- WHAT YOU ARE ASKED TO DO -
Print only the lines below from the one with "Practice step: locate the elderly" to the one with "Practice step: locate the black", both included, exactly as they stand. Leave pictures out.

- THE DATA -
-- Opening Marker --
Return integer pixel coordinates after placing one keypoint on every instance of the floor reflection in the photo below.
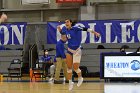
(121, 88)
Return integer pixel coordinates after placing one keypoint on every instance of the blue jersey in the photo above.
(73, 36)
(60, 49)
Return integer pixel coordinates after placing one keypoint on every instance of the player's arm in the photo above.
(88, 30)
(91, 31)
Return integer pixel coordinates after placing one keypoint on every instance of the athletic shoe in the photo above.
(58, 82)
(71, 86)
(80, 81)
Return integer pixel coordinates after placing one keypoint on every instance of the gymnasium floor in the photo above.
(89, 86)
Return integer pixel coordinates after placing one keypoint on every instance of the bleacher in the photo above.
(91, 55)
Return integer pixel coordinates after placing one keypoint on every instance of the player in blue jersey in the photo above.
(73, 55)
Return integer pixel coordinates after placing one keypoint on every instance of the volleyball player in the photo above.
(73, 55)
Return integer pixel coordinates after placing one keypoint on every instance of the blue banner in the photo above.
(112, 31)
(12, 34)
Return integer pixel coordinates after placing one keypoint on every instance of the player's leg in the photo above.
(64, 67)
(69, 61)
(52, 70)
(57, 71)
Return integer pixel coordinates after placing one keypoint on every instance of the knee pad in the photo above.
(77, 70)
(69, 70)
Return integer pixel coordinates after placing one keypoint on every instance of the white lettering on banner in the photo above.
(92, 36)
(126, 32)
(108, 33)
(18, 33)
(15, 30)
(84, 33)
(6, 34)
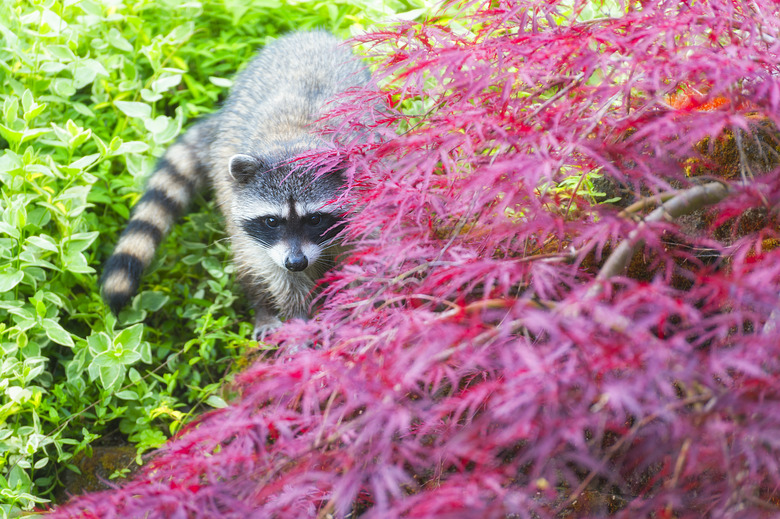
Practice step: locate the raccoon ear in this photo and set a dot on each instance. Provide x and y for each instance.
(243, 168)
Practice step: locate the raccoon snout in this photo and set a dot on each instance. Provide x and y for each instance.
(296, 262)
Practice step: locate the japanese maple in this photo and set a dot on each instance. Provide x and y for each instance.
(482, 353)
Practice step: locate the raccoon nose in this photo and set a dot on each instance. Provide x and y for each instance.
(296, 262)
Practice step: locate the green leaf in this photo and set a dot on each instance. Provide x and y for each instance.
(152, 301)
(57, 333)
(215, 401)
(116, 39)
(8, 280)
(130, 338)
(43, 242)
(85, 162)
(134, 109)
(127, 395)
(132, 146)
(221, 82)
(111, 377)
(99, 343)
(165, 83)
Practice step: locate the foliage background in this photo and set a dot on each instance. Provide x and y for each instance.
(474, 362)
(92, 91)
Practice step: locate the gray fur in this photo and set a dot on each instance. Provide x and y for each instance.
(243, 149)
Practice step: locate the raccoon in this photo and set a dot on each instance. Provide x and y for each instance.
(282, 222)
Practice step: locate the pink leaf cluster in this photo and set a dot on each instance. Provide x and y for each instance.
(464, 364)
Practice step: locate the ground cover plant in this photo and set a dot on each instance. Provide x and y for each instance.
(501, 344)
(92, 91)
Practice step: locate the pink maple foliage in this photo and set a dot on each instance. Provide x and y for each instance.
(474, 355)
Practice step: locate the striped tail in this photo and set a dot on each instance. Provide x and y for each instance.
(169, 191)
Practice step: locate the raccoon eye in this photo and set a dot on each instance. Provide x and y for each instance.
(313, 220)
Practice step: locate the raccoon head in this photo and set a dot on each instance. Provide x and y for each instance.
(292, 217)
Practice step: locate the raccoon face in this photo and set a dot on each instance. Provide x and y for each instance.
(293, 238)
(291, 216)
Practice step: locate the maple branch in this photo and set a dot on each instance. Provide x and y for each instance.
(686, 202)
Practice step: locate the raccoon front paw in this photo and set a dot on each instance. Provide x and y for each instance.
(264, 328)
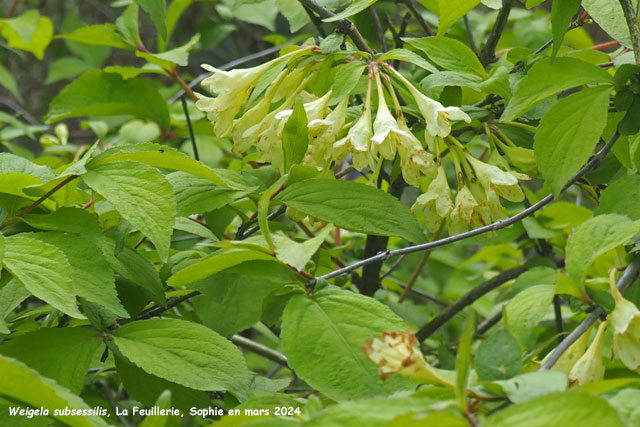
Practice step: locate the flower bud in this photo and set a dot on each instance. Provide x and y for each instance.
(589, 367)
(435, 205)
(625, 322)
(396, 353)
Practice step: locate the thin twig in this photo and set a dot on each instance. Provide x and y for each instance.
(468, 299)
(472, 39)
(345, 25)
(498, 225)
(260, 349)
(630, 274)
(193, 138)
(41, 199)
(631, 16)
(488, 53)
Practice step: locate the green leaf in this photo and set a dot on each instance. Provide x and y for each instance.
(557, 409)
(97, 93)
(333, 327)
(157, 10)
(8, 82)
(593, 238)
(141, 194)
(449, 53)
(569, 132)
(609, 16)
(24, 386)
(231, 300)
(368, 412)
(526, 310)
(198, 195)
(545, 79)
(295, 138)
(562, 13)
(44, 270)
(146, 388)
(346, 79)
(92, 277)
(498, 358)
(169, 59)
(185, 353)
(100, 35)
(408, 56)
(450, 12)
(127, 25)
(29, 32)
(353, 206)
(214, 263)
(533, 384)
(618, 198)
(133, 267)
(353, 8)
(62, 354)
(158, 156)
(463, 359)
-- Closing Marker --
-- Opening Marker --
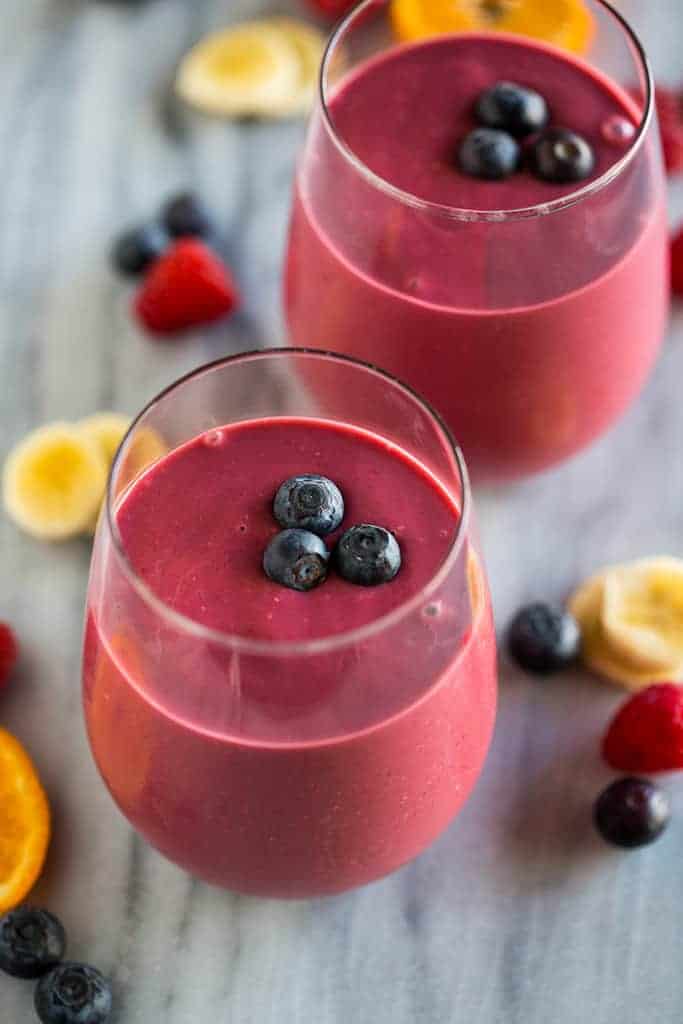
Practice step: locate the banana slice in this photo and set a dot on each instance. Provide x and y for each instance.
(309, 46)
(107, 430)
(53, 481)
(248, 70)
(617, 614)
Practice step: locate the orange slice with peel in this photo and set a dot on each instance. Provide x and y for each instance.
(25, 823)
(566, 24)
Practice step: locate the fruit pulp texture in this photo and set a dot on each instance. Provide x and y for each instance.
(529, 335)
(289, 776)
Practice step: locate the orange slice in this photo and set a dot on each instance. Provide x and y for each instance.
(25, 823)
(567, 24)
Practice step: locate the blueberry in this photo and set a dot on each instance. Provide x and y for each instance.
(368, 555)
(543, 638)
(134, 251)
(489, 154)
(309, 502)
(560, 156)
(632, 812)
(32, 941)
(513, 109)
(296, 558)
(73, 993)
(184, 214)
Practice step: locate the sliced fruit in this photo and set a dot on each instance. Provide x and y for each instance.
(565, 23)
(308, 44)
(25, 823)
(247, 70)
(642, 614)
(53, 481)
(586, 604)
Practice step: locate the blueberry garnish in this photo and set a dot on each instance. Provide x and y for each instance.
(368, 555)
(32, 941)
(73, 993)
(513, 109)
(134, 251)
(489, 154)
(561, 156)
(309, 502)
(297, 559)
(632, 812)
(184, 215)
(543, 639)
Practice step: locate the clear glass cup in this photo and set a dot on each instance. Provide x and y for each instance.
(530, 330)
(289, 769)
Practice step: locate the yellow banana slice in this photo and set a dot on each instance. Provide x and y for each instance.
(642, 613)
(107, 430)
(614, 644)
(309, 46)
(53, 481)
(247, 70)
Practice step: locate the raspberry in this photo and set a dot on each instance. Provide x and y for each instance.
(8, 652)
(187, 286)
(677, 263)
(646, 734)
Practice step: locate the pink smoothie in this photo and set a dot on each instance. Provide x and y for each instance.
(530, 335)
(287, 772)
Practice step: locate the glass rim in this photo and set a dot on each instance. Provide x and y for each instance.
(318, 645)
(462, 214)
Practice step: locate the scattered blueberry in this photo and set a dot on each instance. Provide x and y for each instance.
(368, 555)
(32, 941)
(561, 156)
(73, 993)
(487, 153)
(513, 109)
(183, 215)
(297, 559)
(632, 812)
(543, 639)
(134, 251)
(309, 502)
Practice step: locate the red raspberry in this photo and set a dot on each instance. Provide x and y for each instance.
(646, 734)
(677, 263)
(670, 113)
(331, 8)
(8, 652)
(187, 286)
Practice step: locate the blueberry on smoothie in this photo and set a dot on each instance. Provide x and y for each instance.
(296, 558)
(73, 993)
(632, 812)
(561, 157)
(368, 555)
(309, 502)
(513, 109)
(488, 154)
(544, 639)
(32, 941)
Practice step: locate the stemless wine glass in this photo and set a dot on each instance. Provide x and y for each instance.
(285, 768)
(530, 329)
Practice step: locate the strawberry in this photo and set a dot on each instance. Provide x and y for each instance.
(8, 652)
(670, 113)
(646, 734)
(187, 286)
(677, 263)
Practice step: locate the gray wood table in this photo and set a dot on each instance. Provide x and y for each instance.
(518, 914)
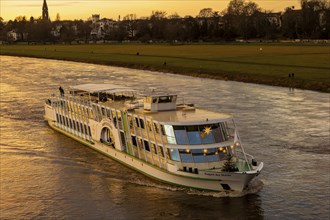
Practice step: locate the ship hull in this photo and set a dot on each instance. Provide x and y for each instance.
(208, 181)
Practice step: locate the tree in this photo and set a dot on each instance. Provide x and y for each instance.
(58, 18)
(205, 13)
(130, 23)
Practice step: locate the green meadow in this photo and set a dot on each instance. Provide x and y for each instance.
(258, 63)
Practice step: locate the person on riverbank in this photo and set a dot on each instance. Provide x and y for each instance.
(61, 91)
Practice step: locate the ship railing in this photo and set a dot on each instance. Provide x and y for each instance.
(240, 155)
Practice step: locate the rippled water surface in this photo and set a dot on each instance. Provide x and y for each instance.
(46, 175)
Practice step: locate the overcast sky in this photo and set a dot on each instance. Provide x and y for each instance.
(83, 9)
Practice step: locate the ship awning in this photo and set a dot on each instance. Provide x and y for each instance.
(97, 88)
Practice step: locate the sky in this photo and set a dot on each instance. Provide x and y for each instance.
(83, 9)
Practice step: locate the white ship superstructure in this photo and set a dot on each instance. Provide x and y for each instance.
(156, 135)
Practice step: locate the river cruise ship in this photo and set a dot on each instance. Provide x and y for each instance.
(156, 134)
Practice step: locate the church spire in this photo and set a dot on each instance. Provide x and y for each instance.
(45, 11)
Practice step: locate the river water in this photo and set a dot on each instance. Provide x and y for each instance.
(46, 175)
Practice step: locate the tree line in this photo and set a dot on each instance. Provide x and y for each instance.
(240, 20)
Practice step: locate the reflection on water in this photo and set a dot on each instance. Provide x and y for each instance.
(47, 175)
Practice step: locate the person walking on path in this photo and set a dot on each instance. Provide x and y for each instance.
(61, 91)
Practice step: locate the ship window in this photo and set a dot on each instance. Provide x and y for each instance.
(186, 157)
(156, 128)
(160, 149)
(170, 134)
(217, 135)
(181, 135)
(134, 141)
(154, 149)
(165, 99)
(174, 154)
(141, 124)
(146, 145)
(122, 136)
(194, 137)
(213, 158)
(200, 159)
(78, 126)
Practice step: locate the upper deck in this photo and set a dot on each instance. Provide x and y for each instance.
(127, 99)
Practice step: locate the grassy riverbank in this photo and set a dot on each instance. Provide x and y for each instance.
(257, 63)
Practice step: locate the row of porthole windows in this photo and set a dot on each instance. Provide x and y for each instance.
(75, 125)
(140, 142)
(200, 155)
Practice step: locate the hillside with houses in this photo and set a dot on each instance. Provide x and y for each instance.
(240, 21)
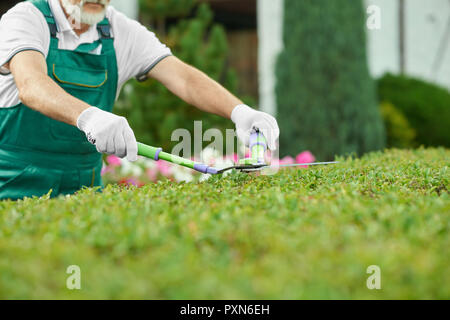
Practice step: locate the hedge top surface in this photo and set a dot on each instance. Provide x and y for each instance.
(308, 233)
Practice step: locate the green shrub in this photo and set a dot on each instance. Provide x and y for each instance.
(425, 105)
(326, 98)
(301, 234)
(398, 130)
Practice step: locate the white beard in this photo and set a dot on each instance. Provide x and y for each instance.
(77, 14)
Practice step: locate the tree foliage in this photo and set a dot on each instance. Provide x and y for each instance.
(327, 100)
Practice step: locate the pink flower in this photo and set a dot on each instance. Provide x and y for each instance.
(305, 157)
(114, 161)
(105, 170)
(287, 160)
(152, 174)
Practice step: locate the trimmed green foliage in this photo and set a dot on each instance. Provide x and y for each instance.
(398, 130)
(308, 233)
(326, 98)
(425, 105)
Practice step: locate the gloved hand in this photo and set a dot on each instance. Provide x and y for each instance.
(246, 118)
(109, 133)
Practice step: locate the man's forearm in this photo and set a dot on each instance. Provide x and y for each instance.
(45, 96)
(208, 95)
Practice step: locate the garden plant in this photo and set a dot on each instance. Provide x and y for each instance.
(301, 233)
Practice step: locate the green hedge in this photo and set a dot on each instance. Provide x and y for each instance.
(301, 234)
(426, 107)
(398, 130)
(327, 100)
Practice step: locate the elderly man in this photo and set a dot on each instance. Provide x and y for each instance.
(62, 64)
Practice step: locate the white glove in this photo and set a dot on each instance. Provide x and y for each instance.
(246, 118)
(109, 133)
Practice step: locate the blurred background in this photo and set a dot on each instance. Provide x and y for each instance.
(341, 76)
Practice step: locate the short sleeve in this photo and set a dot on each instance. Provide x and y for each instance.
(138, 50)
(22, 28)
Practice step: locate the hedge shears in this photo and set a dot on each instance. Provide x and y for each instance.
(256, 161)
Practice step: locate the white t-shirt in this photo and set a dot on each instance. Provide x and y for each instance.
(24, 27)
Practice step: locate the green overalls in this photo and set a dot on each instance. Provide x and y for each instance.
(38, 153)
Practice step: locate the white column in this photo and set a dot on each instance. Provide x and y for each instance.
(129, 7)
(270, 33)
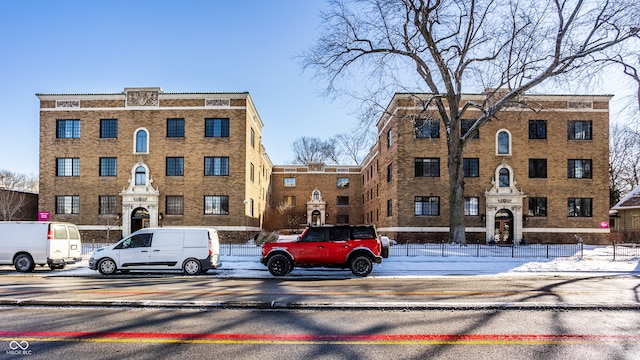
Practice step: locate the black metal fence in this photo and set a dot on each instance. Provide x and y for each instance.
-- Closing Marker --
-- Opening Marker --
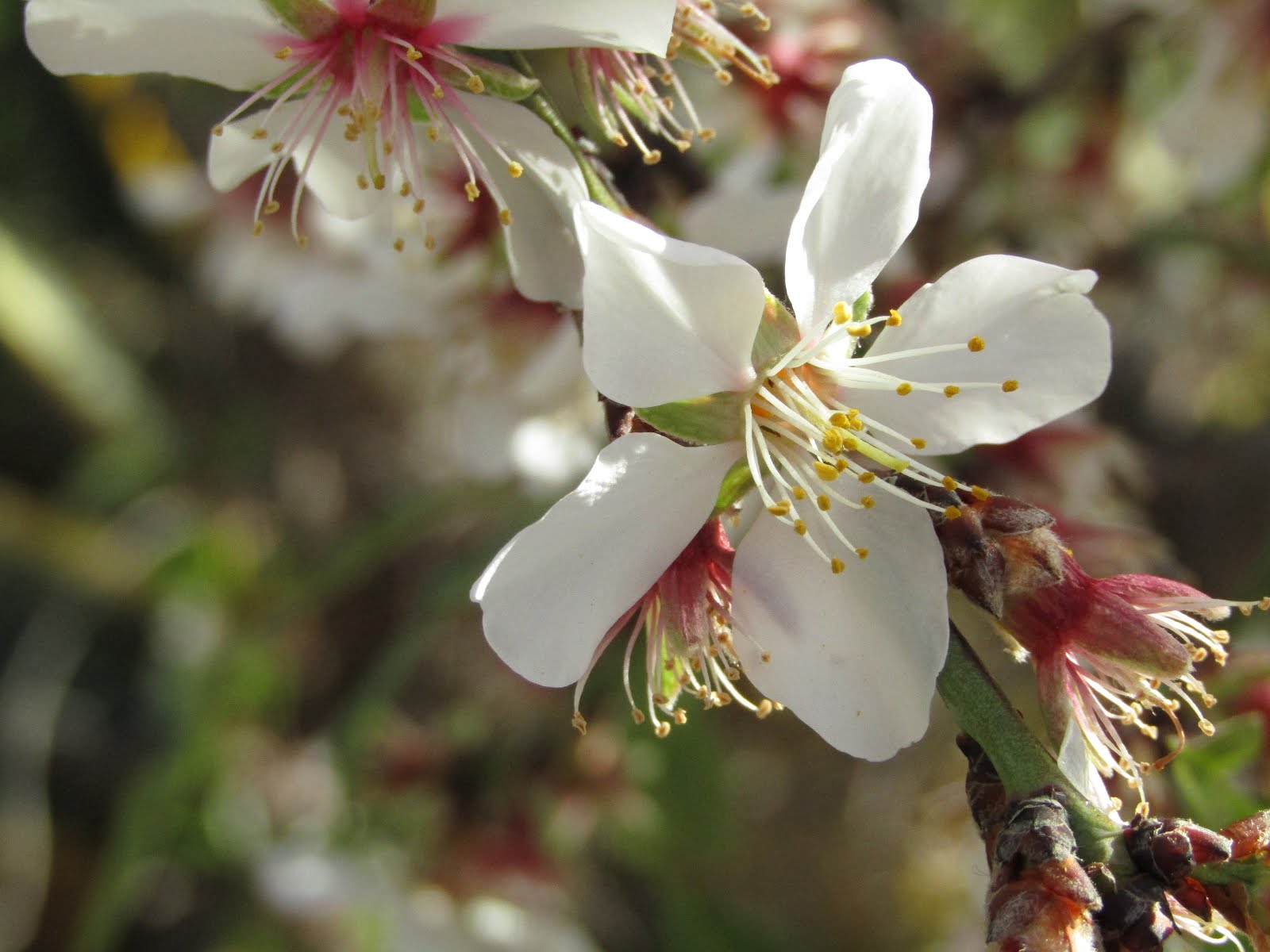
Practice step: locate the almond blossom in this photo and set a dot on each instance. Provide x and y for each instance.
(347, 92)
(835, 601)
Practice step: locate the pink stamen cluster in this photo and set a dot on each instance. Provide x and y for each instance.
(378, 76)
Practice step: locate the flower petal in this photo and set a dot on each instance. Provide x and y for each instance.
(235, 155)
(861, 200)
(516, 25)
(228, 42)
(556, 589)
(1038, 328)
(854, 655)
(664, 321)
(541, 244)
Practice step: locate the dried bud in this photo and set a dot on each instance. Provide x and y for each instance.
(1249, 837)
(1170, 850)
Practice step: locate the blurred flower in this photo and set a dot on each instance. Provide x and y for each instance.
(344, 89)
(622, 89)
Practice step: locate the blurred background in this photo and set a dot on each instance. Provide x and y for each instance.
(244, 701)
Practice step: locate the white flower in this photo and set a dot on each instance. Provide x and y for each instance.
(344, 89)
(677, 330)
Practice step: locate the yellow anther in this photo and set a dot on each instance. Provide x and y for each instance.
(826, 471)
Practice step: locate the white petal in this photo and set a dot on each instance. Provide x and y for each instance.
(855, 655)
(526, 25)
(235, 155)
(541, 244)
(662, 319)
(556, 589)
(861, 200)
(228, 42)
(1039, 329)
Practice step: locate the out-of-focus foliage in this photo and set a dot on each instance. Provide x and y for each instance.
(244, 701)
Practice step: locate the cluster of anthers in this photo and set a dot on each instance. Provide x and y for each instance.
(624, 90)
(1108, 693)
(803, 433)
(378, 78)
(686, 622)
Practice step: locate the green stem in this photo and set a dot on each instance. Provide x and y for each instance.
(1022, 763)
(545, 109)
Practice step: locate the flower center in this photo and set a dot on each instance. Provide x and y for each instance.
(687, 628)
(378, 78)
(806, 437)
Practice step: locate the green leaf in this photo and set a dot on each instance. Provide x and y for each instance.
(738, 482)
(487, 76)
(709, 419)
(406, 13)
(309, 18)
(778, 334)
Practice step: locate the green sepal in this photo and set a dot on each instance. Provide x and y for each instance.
-- Closing Marker --
- EXPECTED ANSWER -
Practice step: locate the elderly man in this photo and set a dot on each instance. Provide x and y for each instance.
(62, 64)
Practice step: locate the white glove in this photo and set a dot on each instance. Provide x and y for each instance.
(246, 118)
(109, 133)
Practice step: locate the blurred background in this photo and set a dot on each instance. Provide x and y for each instance.
(341, 76)
Practice step: locate the short sleeve in this photo and set a dot on each instance. Provide x and y for each instance.
(138, 50)
(22, 28)
Practice step: locate the hedge shears in this photo and set a dot on each instance. Provide x and y for each instance.
(256, 161)
Practice step: locate the white t-shirt in this photo and set a dot on each instance. Provide x and y for each instance.
(24, 27)
Practice step: locate the green overalls in this photo and set a dot on each instance. Provide x and y for each instance.
(38, 153)
Practice step: locate the white column in this photo and set a dot on each instance. Provide x and y for each instance.
(129, 7)
(270, 33)
Practice step: locate the black metal fence in this photo and set a dot on each instance. Provide x and y for each instance.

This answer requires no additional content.